EXERCISE AIM:
Print each entry below precisely as it reads.

GIVEN INFORMATION:
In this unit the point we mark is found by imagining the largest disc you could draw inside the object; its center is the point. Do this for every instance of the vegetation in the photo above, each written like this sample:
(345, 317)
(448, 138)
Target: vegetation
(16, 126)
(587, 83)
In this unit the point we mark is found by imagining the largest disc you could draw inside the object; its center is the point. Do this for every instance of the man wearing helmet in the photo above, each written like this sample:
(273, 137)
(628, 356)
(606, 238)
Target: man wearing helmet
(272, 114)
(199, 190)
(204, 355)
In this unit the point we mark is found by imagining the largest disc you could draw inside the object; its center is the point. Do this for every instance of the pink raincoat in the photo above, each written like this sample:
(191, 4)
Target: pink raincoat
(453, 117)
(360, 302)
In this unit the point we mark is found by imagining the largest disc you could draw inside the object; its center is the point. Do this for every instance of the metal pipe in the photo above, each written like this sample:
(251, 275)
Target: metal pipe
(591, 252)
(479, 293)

OUTPUT:
In this unit the point we mark is found by imagining the largest disc you could draw inside the object; its center is the point. Do this for every instance of the vegetation in the photo above, each written like this sample:
(345, 317)
(448, 138)
Target: vegetation
(16, 126)
(587, 83)
In this unit the point we mark is found by imagining the largest disc you could draw inside the object; its center is the point. Do this for every instance of the man wearing helmet in the photo above, each written like this sample:
(273, 137)
(628, 356)
(606, 238)
Target: man wearing helmet
(272, 114)
(199, 190)
(204, 355)
In this unit the point we mark is found by imagining the largest disc you could draw inside the object; its center is the point. Do this for every instance of the pink raincoat in the photo above, each written like this sample:
(191, 4)
Target: pink raincoat
(453, 117)
(360, 302)
In this unit the point we mark is found by imagining the largest disc you could draw inside the object; its center is the point. Do this for every instance of the metal pipe in the photo above, each written like this sample:
(251, 275)
Target: metal pipe
(591, 252)
(479, 293)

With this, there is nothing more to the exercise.